Dans l'extrait sur la Commission Vérité en Centrafrique, qui a ouvert le séminaire gouvernemental du 13 mai 2019 à Bangui, s'il vous plaît ?

> [Extrait du document]:
+---+

La République centrafricaine a longtemps été meurtrie par des violences de masse cycliques entrainant au passage des pertes en vies humaines. Cependant, pour mettre un terme à cette longue période d’impunité marquée par la violation des droits de l’homme avec des victimes abandonnées à leur triste sort, les recommandations issues du Forum National de Bangui ont fait objet de la mise en œuvre d’une Commission Vérité, Justice, Réparation et Réconciliation dans le but de lutter efficacement contre l’impunité en terre centrafricaine et créer les conditions d’une paix durable condition sine qua none de tout développement et du vivre ensemble dans un pays.

On se souvient qu’un séminaire gouvernemental sur la consultation populaire nationale relative à la mise en place de la ‘’Commission Vérité, Justice, Réconciliation et Réparation’’ (CVJRR), a eu lieu le 13 mai 2019 à Bangui.

Ouverte par le Premier ministre, Firmin Ngrebada, en présence du Représentant spécial du Secrétaire général des Nations-Unies et chef de la Minusca, Mankeur Ndiaye, la rencontre se voulait un moment de réflexion et d’échanges en vue de préparer la mise en place de la CVJRR. A cet effet, elle avait  vu la participation de plusieurs membres du gouvernement, parmi lesquels la ministre de l’Action humanitaire et de la réconciliation nationale, Virginie Baikoua, dont le Ministère en est l’initiateur.

Pour Mankeur Ndiaye, en effet, ‘’La vérité doit être connue, de même que l’identité des auteurs, ainsi que les causes, faits et circonstances dans lesquelles ces violations ont été commises,’’ renouvelant  « au Gouvernement et au peuple centrafricains l’engagement de la MINUSCA à accompagner ce processus pour la mise en œuvre rapide de la future Commission Vérité, Justice, Réparation et Réconciliation et l’exécution effective de son mandat en faveur de la réconciliation pour une paix durable en République centrafricaine, en ayant toujours à l’esprit les droits des victime».

+---+

> [Entrées de données]:

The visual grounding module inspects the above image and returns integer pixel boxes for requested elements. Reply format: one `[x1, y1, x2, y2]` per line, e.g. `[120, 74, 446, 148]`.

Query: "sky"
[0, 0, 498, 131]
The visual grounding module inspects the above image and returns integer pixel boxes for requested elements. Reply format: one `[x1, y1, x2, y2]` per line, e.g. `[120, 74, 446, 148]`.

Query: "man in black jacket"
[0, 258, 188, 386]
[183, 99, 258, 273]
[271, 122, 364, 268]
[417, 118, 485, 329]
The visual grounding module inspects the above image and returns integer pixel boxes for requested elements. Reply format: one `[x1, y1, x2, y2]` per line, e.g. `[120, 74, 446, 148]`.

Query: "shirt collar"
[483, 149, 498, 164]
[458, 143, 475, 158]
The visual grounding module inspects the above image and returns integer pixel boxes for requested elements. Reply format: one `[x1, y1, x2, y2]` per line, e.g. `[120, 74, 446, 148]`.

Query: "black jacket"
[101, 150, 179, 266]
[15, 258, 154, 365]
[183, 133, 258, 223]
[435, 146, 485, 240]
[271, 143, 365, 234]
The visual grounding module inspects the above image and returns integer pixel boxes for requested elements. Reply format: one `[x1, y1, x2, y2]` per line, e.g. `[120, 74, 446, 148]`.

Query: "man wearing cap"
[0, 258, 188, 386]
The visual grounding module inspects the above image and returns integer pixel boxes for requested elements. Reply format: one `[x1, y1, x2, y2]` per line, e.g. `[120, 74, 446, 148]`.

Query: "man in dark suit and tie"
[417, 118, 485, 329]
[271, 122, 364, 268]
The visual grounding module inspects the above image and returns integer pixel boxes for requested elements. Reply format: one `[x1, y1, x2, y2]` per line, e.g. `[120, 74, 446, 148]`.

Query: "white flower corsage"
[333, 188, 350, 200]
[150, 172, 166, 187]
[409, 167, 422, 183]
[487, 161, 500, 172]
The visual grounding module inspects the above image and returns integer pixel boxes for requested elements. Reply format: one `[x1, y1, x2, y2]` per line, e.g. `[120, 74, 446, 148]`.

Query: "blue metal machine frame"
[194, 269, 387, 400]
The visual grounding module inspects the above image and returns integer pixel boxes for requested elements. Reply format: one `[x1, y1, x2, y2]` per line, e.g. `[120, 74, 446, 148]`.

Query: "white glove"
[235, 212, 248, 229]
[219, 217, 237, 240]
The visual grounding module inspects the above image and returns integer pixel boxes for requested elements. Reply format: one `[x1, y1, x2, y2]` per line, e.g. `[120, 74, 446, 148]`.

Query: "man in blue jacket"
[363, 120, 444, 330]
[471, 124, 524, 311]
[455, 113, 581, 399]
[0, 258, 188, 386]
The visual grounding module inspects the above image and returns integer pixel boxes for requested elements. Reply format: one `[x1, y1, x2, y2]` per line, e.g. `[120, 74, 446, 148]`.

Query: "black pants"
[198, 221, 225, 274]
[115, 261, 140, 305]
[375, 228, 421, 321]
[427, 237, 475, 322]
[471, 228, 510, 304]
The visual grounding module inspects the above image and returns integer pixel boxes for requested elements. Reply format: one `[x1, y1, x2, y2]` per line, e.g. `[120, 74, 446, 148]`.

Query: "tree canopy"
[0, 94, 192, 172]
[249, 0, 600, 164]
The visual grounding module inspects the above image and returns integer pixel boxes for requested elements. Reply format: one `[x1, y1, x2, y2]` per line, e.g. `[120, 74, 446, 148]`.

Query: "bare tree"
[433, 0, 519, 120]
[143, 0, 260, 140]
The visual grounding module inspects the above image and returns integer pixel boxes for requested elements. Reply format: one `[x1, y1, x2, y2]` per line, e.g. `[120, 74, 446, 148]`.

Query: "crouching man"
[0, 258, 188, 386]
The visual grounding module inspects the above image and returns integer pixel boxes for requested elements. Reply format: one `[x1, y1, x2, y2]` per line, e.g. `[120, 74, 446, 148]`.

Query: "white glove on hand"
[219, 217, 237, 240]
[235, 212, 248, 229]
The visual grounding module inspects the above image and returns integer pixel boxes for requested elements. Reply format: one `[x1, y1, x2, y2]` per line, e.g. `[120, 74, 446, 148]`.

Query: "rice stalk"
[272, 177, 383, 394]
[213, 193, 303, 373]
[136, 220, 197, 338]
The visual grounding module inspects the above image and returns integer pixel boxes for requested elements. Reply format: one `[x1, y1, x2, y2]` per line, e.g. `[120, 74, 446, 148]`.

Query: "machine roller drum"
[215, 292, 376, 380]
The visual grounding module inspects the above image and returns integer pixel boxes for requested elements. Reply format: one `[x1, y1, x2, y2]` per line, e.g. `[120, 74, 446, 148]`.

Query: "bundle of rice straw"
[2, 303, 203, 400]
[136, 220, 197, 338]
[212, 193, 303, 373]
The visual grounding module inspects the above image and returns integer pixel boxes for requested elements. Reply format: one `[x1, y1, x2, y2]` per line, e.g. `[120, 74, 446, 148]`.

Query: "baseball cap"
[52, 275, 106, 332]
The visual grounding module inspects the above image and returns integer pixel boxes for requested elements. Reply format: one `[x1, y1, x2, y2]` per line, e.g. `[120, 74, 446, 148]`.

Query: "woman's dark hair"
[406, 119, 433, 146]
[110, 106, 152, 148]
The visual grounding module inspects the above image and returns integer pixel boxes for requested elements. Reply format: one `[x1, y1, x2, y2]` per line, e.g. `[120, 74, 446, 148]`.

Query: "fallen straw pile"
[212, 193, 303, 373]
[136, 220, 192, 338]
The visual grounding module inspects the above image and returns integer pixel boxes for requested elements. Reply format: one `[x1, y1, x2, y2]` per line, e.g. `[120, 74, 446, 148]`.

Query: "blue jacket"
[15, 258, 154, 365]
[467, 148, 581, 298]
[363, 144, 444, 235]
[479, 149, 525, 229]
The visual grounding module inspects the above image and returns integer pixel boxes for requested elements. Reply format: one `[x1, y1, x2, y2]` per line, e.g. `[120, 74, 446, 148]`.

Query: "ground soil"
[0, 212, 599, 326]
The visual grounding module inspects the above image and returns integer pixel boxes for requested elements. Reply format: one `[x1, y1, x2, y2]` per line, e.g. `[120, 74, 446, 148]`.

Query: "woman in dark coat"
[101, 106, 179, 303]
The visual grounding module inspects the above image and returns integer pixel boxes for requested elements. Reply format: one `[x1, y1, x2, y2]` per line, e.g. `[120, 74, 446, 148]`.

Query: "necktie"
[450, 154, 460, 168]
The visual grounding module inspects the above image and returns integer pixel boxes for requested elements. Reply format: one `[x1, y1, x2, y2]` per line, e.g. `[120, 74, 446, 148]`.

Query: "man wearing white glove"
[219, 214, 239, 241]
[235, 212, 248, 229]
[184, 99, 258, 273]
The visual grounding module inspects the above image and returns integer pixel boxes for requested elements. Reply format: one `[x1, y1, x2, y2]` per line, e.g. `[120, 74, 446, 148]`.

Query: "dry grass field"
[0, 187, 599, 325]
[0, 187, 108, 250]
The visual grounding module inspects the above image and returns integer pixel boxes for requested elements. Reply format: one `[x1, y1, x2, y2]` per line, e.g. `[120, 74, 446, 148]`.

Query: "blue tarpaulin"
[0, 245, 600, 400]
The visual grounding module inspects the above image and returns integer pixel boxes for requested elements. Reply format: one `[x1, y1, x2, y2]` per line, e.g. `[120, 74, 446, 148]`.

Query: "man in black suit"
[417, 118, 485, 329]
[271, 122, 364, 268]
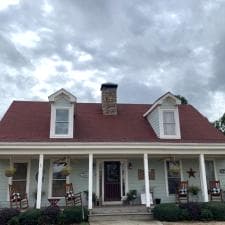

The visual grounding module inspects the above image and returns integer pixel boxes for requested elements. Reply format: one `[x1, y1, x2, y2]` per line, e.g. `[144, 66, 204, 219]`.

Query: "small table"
[48, 197, 60, 207]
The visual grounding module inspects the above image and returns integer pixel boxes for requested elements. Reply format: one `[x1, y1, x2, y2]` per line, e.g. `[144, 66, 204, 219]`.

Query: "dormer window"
[143, 92, 181, 139]
[55, 109, 69, 135]
[49, 89, 76, 138]
[163, 111, 176, 135]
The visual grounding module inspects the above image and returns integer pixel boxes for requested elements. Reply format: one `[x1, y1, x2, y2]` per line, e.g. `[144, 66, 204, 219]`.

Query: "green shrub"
[8, 216, 20, 225]
[202, 202, 225, 221]
[59, 206, 88, 224]
[153, 203, 181, 221]
[200, 208, 213, 221]
[0, 208, 20, 225]
[19, 209, 41, 225]
[38, 207, 61, 225]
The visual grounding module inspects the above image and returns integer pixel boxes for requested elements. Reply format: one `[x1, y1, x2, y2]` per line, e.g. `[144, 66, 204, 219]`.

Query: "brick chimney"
[101, 83, 118, 116]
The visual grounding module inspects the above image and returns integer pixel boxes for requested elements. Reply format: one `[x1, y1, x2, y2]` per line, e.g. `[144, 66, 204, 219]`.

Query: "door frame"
[96, 159, 128, 205]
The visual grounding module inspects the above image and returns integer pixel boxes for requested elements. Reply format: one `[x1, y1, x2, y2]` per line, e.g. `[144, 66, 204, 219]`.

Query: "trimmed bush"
[0, 208, 20, 225]
[202, 202, 225, 221]
[39, 207, 61, 225]
[19, 209, 41, 225]
[179, 202, 201, 220]
[59, 206, 88, 225]
[153, 203, 181, 221]
[200, 208, 213, 221]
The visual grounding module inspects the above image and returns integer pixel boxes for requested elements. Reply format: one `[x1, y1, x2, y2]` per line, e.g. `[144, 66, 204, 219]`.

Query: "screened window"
[52, 161, 67, 197]
[163, 111, 176, 135]
[55, 109, 69, 134]
[12, 163, 28, 197]
[166, 161, 181, 194]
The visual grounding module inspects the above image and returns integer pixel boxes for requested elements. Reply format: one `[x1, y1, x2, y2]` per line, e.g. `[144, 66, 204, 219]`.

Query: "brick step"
[89, 213, 153, 222]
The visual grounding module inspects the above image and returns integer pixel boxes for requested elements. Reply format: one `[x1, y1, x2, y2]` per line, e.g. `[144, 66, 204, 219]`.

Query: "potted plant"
[188, 186, 200, 196]
[5, 167, 16, 177]
[126, 190, 137, 204]
[60, 166, 72, 176]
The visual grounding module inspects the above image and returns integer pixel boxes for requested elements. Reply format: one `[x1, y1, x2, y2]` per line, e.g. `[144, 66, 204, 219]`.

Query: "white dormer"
[143, 92, 181, 139]
[48, 88, 76, 138]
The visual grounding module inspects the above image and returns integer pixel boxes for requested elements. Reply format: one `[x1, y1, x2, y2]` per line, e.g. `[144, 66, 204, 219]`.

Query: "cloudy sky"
[0, 0, 225, 121]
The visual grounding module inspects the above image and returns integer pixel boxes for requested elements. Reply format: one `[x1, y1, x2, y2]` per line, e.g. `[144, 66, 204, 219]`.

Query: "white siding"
[147, 108, 160, 137]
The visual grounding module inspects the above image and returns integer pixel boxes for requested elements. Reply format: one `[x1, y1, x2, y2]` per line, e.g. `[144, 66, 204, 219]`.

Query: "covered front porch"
[0, 144, 225, 211]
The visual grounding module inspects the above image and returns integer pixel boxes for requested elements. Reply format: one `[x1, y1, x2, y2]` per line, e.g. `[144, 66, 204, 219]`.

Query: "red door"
[104, 161, 121, 201]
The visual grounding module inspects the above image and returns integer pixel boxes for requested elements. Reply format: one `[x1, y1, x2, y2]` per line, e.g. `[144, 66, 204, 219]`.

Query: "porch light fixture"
[128, 162, 133, 170]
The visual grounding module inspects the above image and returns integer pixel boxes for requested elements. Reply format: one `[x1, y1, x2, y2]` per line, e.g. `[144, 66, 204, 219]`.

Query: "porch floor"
[89, 205, 152, 221]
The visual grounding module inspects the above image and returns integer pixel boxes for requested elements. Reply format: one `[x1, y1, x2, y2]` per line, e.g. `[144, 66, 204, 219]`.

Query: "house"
[0, 83, 225, 210]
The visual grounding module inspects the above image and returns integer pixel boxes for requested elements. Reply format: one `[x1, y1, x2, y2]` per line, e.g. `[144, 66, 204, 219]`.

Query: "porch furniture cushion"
[65, 191, 75, 200]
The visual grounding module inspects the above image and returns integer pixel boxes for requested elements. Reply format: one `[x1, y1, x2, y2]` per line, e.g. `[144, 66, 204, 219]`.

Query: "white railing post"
[199, 154, 209, 202]
[144, 153, 150, 208]
[36, 154, 44, 209]
[88, 153, 93, 210]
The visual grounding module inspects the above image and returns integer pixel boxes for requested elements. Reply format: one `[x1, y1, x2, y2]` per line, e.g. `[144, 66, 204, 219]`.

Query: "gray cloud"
[0, 0, 225, 119]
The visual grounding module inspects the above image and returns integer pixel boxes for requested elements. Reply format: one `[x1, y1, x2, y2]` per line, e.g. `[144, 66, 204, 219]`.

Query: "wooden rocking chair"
[209, 180, 223, 201]
[177, 181, 189, 203]
[9, 184, 29, 209]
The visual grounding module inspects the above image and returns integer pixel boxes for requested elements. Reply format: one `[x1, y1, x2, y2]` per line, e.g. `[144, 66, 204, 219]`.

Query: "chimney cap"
[101, 83, 118, 91]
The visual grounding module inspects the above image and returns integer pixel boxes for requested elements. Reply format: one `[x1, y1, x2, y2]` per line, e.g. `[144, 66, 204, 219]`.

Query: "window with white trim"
[55, 108, 69, 135]
[163, 111, 176, 135]
[166, 161, 181, 194]
[52, 160, 67, 197]
[12, 162, 28, 198]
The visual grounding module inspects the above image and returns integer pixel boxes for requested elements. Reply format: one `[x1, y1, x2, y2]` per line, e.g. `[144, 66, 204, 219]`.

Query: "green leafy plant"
[188, 186, 200, 195]
[127, 190, 137, 202]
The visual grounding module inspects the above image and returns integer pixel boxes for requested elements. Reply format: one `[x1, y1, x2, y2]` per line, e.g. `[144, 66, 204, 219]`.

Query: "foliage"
[0, 208, 19, 225]
[127, 190, 137, 202]
[59, 206, 88, 225]
[188, 186, 200, 195]
[18, 209, 41, 225]
[203, 202, 225, 221]
[213, 113, 225, 134]
[175, 95, 188, 105]
[38, 207, 61, 225]
[200, 208, 213, 221]
[153, 202, 225, 221]
[153, 203, 181, 221]
[180, 202, 201, 220]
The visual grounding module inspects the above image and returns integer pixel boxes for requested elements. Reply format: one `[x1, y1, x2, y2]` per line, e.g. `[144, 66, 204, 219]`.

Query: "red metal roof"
[0, 101, 225, 143]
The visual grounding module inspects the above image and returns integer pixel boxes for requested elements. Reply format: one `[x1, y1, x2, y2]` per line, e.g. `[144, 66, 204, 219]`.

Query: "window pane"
[56, 109, 69, 122]
[163, 112, 175, 123]
[164, 124, 176, 135]
[13, 163, 27, 180]
[55, 122, 69, 134]
[52, 180, 66, 197]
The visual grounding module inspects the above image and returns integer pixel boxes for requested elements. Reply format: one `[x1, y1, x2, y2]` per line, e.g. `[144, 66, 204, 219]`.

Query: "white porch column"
[199, 154, 209, 202]
[144, 153, 150, 208]
[36, 154, 44, 209]
[88, 153, 93, 210]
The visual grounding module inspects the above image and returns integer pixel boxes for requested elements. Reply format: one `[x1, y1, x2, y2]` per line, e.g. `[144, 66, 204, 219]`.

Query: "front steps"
[89, 205, 153, 222]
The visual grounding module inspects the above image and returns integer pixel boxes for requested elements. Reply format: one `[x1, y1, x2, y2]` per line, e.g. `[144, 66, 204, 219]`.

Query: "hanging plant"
[5, 167, 16, 177]
[60, 166, 72, 176]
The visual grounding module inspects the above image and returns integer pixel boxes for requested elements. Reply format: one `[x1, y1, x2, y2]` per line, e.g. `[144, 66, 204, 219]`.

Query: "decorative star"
[187, 168, 196, 178]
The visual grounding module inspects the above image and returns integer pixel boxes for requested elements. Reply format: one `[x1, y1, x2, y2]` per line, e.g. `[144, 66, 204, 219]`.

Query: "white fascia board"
[0, 142, 225, 155]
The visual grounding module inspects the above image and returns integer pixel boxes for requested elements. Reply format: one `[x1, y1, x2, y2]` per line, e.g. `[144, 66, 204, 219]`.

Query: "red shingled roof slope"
[0, 101, 225, 143]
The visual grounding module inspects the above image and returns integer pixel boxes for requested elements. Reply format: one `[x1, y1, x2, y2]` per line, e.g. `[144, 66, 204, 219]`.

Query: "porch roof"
[0, 101, 225, 143]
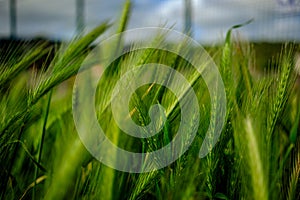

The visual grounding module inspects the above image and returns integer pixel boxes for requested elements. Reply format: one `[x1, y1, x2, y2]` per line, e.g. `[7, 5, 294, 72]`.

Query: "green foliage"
[0, 1, 300, 199]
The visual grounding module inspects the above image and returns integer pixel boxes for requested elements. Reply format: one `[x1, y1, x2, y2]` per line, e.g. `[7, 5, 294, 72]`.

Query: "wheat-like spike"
[287, 140, 300, 200]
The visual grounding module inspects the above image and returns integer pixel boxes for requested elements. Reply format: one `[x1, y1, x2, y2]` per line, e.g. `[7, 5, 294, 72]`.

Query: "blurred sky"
[0, 0, 300, 43]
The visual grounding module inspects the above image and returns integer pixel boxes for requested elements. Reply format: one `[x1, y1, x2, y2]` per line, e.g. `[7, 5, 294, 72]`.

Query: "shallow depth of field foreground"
[0, 1, 300, 200]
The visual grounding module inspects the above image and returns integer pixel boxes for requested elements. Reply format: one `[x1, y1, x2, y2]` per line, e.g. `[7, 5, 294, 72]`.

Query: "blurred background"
[0, 0, 300, 45]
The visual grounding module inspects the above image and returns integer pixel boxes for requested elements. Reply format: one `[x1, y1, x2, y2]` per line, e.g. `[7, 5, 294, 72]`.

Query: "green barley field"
[0, 1, 300, 200]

+---+

> [Réponse]: Le Premier ministre, Firmin Ngrebada.